## START Records

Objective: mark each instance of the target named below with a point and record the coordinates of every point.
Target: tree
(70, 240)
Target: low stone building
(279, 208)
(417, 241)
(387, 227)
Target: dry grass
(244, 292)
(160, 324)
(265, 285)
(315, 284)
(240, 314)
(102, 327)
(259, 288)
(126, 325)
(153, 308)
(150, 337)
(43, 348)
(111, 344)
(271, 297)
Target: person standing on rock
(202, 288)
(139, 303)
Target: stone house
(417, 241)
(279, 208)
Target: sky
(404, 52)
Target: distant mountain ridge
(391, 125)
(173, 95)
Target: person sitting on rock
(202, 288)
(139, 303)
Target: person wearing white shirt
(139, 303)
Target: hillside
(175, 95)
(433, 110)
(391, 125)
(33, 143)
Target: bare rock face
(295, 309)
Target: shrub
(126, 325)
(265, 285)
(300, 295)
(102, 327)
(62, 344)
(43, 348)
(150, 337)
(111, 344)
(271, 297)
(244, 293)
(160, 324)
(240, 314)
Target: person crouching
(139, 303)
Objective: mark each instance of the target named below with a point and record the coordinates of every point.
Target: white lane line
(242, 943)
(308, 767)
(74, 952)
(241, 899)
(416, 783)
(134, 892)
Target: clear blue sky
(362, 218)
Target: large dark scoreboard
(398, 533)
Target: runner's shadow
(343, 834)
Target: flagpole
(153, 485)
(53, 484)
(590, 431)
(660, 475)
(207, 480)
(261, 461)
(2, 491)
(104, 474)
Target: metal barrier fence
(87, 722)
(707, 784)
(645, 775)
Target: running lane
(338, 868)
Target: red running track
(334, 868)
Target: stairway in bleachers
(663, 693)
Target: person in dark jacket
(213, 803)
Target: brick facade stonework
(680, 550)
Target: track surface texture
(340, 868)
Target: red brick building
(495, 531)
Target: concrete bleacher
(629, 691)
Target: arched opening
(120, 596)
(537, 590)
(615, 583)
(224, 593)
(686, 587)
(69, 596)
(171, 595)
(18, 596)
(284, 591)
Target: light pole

## END Records

What is required: Write the listing out again, exactly as it reads.

Worked answer:
Objective: mark each instance of the target named below with a point and record the coordinates of every point.
Target: tree
(70, 240)
Target: low stone building
(279, 208)
(417, 241)
(387, 227)
Target: dry grass
(244, 292)
(160, 324)
(265, 285)
(315, 284)
(240, 314)
(102, 327)
(259, 288)
(126, 325)
(153, 308)
(150, 337)
(43, 348)
(111, 344)
(271, 297)
Target: person standing on rock
(202, 288)
(139, 303)
Target: stone house
(417, 241)
(279, 208)
Target: sky
(404, 52)
Target: distant mountain ridge
(391, 125)
(173, 95)
Target: person sitting on rock
(202, 288)
(139, 303)
Target: person wearing white shirt
(139, 303)
Target: hillside
(175, 95)
(433, 110)
(391, 125)
(33, 143)
Target: bare rock face
(295, 309)
Target: shrub
(126, 325)
(265, 285)
(300, 295)
(102, 327)
(62, 344)
(43, 348)
(150, 337)
(111, 344)
(271, 297)
(244, 293)
(160, 324)
(240, 314)
Target: person crouching
(139, 303)
Objective: mark each instance of the target named below with a point and record the coordinates of every point.
Target: white lane line
(242, 943)
(308, 767)
(74, 952)
(241, 899)
(416, 783)
(134, 892)
Target: clear blue sky
(362, 218)
Target: large dark scoreboard
(398, 533)
Target: runner's shadow
(343, 834)
Target: flagpole
(153, 485)
(53, 484)
(590, 431)
(660, 475)
(207, 480)
(261, 461)
(2, 491)
(104, 474)
Target: metal barrier fence
(87, 722)
(707, 784)
(645, 775)
Target: running lane
(338, 868)
Target: red running track
(334, 868)
Target: stairway in bleachers
(663, 693)
Target: person in dark jacket
(213, 803)
Target: brick facade stonework
(680, 550)
Target: track surface texture
(340, 868)
Target: red brick building
(495, 531)
Target: concrete bleacher
(629, 691)
Target: arched opening
(120, 596)
(537, 590)
(615, 583)
(224, 593)
(686, 587)
(69, 596)
(171, 595)
(18, 596)
(284, 591)
Target: light pole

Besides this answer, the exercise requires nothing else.